• _REQUIRED WORK_:
Reproduce the lines from the one containing "of the small" through the final line of the items, and rescale each answer coordinate by multiplying it by 1.7 and rounding to a whole number, with halves rounded up. Keep the requests as they are and return only those lines.

• _Data records_:
****************
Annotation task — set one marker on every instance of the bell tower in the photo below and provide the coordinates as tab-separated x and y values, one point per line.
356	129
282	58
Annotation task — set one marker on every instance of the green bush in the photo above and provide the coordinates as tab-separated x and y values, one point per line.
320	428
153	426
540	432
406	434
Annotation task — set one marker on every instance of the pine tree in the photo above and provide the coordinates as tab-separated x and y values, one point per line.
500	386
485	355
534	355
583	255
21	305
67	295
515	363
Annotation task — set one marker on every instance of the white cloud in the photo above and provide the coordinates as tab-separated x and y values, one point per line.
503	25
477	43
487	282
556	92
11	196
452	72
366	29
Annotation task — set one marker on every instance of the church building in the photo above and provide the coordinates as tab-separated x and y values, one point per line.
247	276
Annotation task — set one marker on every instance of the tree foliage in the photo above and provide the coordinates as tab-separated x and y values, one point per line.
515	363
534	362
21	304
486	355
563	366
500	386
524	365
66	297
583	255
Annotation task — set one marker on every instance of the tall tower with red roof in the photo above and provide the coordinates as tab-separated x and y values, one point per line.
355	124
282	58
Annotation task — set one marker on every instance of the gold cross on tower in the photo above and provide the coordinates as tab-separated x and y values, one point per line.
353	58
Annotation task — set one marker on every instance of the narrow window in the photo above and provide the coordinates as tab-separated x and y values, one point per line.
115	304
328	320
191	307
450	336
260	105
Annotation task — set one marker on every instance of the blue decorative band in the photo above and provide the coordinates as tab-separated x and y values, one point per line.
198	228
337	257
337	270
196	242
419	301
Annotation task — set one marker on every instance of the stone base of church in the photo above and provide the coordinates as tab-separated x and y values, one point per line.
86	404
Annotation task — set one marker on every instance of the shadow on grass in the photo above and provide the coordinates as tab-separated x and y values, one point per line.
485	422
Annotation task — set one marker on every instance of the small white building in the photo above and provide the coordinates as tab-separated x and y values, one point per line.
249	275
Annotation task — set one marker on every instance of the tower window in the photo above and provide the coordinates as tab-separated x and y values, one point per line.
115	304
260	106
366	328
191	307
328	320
****************
• _ANSWER TO THIS PROBLEM_:
Annotation task — set one marker on every instance of the small white building in the photo above and provide the coordinates as tab-separated x and y values, one point per line.
423	468
Annotation task — set one marker on every instance of the tower window in the photo above and provide the coordinates as tab-separated x and y values, one point per line.
196	517
442	180
622	558
325	522
558	544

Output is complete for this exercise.